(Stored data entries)
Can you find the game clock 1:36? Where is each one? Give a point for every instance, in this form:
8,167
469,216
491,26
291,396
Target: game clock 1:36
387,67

_What to do_: The entries above are to be copied word for word.

_Response below_:
Can you find the game clock 1:36? Where is each one? Give a point for every instance, in this form:
8,167
469,216
491,26
291,396
Target: game clock 1:36
387,67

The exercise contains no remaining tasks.